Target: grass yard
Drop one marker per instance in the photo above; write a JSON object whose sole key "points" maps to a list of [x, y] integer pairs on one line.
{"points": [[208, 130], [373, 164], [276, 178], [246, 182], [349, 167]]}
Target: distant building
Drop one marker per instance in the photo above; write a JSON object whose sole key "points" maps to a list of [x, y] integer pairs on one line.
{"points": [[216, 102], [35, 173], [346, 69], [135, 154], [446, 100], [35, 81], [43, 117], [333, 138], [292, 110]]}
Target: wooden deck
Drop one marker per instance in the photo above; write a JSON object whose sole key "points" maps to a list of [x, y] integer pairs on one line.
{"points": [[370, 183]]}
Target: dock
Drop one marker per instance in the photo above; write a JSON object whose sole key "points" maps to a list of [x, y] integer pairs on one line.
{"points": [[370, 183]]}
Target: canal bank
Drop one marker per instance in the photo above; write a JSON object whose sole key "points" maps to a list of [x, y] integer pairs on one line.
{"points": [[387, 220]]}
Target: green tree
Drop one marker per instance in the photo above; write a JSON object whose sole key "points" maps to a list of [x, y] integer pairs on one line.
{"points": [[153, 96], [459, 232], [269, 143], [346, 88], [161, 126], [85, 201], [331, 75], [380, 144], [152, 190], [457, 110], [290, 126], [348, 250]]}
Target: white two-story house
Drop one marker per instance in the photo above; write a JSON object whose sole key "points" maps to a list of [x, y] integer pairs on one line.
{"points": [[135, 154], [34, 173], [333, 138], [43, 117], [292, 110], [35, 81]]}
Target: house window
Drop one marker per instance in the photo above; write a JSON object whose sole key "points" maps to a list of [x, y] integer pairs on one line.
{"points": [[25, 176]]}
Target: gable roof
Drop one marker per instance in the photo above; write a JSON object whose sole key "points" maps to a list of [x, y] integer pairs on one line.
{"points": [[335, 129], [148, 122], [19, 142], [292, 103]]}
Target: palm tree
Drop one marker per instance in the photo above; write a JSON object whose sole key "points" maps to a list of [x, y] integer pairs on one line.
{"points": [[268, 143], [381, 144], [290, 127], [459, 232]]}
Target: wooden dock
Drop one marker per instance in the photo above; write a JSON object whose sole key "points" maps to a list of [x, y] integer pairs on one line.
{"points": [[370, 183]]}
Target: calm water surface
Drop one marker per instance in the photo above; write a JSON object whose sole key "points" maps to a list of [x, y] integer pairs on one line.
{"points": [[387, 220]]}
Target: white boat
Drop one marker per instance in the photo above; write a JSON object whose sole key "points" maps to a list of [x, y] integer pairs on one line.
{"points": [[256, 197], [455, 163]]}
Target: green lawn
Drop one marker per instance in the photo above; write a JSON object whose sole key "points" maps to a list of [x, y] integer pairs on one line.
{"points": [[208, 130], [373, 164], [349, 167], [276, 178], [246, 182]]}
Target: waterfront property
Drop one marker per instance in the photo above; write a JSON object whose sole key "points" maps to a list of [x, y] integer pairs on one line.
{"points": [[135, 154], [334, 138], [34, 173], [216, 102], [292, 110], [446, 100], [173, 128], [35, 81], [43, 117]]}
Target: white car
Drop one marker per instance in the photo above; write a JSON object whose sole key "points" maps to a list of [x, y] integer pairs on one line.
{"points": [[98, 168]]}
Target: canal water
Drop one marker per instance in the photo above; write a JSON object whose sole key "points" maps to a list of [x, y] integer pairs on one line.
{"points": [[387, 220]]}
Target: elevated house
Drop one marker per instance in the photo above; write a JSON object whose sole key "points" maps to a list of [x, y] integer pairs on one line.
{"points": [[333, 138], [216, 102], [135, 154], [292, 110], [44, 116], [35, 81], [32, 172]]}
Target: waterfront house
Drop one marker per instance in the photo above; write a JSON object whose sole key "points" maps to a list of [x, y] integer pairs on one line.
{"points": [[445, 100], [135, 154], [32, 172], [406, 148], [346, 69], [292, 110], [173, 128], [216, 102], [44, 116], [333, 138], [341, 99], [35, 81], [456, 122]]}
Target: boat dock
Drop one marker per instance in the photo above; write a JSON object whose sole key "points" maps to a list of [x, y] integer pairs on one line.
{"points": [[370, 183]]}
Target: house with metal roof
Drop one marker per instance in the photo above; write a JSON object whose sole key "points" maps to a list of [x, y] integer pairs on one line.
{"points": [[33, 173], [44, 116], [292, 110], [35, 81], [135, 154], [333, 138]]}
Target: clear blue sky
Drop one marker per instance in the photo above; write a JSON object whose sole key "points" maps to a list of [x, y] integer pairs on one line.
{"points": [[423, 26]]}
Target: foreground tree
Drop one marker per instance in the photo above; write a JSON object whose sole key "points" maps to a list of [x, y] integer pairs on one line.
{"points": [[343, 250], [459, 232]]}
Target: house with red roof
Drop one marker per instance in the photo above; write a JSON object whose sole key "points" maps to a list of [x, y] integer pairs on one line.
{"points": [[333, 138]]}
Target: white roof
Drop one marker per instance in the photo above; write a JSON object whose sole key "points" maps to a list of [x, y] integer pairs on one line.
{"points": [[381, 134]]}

───

### Task details
Arrange the lines from the one containing "Target: boat dock" through the end of the entries as a Markdown table with two columns: Row, holding a row number, and Entry line, holding the line itself. Leave out any blank lines.

### Written answer
| Row | Entry line |
|---|---|
| 1 | Target: boat dock |
| 2 | Drop one marker per instance in the photo above; write a JSON object whose sole key "points" maps to a list of [x, y] integer pairs on one line. |
| 3 | {"points": [[370, 183]]} |
| 4 | Target: house with metal roof |
| 5 | Drop one marker per instance in the photo above; write a JSON object whose sole key "points" maps to a list of [x, y] integer pairs on one line. |
| 6 | {"points": [[33, 173], [44, 116], [292, 110], [35, 81], [135, 154], [333, 138]]} |
| 7 | Target: clear blue sky |
| 8 | Drop one marker per instance in the photo above; write a JSON object whose sole key "points" maps to a list of [x, y] integer pairs on one line. |
| 9 | {"points": [[423, 26]]} |
| 10 | Target: foreground tree |
| 11 | Drop one marker per instance in the photo above; write a JSON object whose sole key "points" maps to a list of [x, y] integer pairs on one line. |
| 12 | {"points": [[343, 250], [459, 232]]} |
| 13 | Target: house with red roof |
| 14 | Drop one marker per instance in the photo above; write a JSON object whose sole key "points" maps to a list of [x, y] integer pairs on one line. |
| 15 | {"points": [[333, 138]]} |
| 16 | Target: white roof |
| 17 | Drop one marker per instance in the photo above; write a JSON object whose sole key "points" maps to a list of [x, y] integer pairs on one line. |
| 18 | {"points": [[381, 134]]} |